── Document segment ──
Navy Secretary: Rescinding Combat Ban Continues Inclusion Trend
American Forces Press Service
WASHINGTON, Jan. 25, 2013 – In a statement expressing his support of a Defense Department policy change that rescinds a ban on military women serving in certain ground-combat positions, Navy Secretary Ray Mabus noted that the Navy and Marine Corps already had taken steps to open up fields previously available only to men.
Defense Secretary Leon E. Panetta and Army Gen. Martin E. Dempsey, chairman of the Joint Chiefs of Staff, announced the policy change yesterday and signed a joint memo to set the process in motion.
"I am pleased the Navy has completed an initiative I announced several months ago to open up one of the few areas not currently available to women, that of service on Virginia-class submarines,” Mabus said. “Three years ago, we announced a policy change allowing women to serve in guided-missile attack and ballistic missile submarines, and this is a planned continuation of that effort.”
Newly commissioned female officers have been selected for assignment to Virginia-class subs upon successful completion of the naval nuclear powered training pipeline, Mabus said.
“We expect these officers, along with female supply corps officers, to report to their submarines in [fiscal 2015],” he added. “We also plan to include female enlisted sailors in this process.
───
── Exercise data ──
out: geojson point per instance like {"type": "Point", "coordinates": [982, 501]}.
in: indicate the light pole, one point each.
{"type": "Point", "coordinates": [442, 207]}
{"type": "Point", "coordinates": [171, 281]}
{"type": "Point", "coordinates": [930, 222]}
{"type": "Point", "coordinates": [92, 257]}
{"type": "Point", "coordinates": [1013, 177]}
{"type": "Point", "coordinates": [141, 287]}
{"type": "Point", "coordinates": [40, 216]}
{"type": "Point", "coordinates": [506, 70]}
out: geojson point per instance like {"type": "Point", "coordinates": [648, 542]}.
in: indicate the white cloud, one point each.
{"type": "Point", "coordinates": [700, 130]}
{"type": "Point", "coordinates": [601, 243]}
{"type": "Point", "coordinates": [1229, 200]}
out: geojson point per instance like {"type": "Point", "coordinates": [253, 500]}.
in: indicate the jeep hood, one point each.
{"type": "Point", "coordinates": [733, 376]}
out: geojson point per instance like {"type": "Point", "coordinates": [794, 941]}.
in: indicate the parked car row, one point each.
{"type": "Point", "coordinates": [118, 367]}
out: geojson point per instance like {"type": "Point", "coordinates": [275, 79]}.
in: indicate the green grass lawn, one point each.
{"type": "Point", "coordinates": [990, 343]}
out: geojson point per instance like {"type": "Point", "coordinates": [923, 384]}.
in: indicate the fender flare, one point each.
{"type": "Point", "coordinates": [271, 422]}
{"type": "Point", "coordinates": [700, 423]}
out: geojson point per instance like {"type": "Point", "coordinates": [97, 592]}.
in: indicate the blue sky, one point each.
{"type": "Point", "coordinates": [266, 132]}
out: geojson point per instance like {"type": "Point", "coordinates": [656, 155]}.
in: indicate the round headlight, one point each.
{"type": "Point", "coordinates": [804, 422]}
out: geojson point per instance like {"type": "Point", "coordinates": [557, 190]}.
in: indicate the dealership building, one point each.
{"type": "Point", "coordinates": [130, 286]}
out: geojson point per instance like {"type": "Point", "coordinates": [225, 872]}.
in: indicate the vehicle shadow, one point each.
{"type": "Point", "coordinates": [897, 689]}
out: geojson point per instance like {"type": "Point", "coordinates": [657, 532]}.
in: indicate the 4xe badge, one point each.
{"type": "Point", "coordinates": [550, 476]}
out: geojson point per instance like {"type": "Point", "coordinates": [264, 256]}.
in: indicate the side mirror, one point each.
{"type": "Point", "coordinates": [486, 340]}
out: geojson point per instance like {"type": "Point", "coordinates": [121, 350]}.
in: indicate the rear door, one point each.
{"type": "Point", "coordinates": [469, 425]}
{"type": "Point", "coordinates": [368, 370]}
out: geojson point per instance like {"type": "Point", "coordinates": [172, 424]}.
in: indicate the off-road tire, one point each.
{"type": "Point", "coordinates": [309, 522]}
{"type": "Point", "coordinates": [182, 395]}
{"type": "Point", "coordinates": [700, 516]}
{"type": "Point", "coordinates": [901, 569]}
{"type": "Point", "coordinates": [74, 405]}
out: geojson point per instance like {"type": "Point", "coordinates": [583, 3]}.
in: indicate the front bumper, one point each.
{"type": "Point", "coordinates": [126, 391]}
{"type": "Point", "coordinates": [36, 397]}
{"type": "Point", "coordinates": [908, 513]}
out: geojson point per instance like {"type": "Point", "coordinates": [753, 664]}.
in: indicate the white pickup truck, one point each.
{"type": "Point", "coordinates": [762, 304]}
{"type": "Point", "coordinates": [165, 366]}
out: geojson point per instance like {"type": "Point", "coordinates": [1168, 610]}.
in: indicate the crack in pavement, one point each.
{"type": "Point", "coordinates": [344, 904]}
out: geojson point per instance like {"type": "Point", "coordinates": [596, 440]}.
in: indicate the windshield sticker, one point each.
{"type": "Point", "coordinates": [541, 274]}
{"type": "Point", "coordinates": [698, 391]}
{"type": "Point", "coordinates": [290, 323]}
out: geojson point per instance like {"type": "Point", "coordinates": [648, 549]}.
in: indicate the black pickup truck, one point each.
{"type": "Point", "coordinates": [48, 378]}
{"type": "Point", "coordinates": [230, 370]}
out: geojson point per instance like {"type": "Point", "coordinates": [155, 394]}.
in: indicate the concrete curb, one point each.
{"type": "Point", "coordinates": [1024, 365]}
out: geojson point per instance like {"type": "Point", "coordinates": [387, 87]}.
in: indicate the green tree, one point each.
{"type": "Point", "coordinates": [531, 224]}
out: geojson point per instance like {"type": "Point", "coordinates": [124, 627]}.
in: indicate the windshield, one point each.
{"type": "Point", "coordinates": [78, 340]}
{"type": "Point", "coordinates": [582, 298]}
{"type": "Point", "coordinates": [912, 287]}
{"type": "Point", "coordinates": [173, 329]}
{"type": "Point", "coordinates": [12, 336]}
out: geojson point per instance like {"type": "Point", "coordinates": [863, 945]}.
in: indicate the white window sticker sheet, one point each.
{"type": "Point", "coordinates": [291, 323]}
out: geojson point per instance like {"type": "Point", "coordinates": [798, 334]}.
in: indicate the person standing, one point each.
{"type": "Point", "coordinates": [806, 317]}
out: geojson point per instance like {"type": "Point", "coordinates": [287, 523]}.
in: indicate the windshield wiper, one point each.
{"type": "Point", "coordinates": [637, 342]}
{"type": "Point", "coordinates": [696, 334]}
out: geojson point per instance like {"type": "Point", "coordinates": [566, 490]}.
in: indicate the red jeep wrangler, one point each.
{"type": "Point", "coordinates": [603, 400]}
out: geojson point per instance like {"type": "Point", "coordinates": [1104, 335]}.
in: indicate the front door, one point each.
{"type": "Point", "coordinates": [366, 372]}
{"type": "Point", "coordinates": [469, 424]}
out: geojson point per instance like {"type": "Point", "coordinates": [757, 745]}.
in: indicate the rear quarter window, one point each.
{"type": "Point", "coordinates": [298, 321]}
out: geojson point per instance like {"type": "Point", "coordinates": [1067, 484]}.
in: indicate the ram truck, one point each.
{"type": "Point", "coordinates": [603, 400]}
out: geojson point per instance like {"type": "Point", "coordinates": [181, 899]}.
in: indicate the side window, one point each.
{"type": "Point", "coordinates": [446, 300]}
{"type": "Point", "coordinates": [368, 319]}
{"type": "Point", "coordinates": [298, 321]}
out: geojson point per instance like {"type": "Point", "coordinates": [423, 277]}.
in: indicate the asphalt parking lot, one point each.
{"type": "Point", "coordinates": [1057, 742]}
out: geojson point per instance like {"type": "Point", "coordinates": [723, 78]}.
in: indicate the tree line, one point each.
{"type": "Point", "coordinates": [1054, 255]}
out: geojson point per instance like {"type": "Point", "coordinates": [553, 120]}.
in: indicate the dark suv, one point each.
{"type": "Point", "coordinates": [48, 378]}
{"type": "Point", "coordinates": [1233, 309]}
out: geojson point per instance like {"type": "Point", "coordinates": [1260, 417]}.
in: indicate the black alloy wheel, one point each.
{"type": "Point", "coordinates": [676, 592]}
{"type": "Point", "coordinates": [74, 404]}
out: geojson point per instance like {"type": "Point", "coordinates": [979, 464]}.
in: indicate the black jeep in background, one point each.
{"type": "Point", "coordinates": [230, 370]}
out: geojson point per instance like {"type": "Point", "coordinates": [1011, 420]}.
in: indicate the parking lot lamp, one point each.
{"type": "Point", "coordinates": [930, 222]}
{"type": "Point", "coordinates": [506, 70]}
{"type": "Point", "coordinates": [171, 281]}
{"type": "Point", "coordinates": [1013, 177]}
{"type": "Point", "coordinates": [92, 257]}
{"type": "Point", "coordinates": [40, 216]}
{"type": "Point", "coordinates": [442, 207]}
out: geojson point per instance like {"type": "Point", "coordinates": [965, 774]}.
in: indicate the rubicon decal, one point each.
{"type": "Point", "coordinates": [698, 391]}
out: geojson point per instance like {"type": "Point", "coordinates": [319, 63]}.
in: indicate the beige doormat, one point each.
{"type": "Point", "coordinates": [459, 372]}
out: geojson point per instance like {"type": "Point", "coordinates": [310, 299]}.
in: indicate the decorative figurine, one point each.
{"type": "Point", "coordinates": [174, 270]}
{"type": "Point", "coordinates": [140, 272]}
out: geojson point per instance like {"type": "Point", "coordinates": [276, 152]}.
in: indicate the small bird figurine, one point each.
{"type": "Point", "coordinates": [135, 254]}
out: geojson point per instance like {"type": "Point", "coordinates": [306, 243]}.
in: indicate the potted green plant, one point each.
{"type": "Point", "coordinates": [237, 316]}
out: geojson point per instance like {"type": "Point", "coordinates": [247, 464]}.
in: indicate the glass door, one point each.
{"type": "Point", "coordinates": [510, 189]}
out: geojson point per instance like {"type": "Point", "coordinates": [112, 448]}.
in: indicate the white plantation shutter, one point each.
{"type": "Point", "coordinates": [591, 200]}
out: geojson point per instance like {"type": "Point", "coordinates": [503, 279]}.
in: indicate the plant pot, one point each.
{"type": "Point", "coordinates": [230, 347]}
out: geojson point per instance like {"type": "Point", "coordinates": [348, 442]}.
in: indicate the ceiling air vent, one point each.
───
Set of tasks:
A: Answer these questions about the article on rescinding the combat ban, one per line:
(i) What is the name of the Navy Secretary?
(ii) Who announced the policy change along with Defense Secretary Leon E. Panetta?
(iii) In what fiscal year are the female officers expected to report to their submarines?
B: Update the article on rescinding the combat ban by writing out the passage starting with "Navy Secretary: Rescinding" and going on through "process in motion.", with "joint memo" replaced by "joint memorandum".
C: Take the article on rescinding the combat ban further, continuing it after its last sentence.
The records have nothing to do with this work.

Exercise responses:
A:
(i) Ray Mabus
(ii) Army Gen. Martin E. Dempsey, chairman of the Joint Chiefs of Staff
(iii) Fiscal 2015

B:
Navy Secretary: Rescinding Combat Ban Continues Inclusion Trend
American Forces Press Service
WASHINGTON, Jan. 25, 2013 – In a statement expressing his support of a Defense Department policy change that rescinds a ban on military women serving in certain ground-combat positions, Navy Secretary Ray Mabus noted that the Navy and Marine Corps already had taken steps to open up fields previously available only to men.
Defense Secretary Leon E. Panetta and Army Gen. Martin E. Dempsey, chairman of the Joint Chiefs of Staff, announced the policy change yesterday and signed a joint memorandum to set the process in motion.

C:
“The Navy has a long history of inclusion and integration,” he continued, “and I am proud we have achieved another important milestone during my tenure as secretary.”
Rescinding the direct ground-combat exclusion allows the Navy to expand opportunities for women in its riverine forces and in billets that directly support Marine infantry operations, such as hospital corpsmen and chaplains, Mabus noted.
He also pointed out that the Marine Corps -- which is part of the Navy Department -- already has opened officer and staff noncommissioned officer billets in unrestricted mission occupational specialties in ground combat units that were previously closed to women, such as artillery, armor, low-altitude air defense and combat engineer battalions.
“We will continue to seek female volunteers to train at the Infantry Officer Course to prepare women to serve in the infantry as part of a comprehensive research plan that will inform the Marine Corps' implementation plan,” the Navy secretary said.
As the Marine Corps moves forward with this process, he added, the focus will remain on combat readiness and generating combat-ready units while simultaneously ensuring maximum success for every Marine.
"Women continue to serve bravely and honorably at sea and ashore,” Mabus said. “Drawing from their talent in additional assignments increases our ability to maintain readiness.”